Source document:
## START

In September 2009, the FASB’s Emerging Issues Task Force issued authoritative guidance on revenue arrangements with multiple deliverables. This guidance provides another alternative for establishing fair value for a deliverable. When vendor-specific objective evidence or third-party evidence for deliverables in an arrangement cannot be determined, companies will be required to develop a best estimate of the selling price for separate deliverables and allocate arrangement consideration using the relative selling price method. This guidance is effective October 1, 2010, and early adoption is permitted. We are currently evaluating the impact of this guidance on our financial position and results of operations.
 
Impact of Inflation
 
We believe that our revenue and results of operations have not been significantly impacted by inflation during the past three fiscal years. We do not believe that our revenue and results of operations will be significantly impacted by inflation in future periods.

## END

Stated problem: Write out the passage of the accounting-guidance text starting with "We believe that" and going on through "in future periods.". The material that follows is not needed for any task.

Dataset section:

## START

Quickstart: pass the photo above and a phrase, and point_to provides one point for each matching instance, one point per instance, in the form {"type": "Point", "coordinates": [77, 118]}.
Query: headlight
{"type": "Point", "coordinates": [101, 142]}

## END

Answer to this task:
We believe that our revenue and results of operations have not been significantly impacted by inflation during the past three fiscal years. We do not believe that our revenue and results of operations will be significantly impacted by inflation in future periods.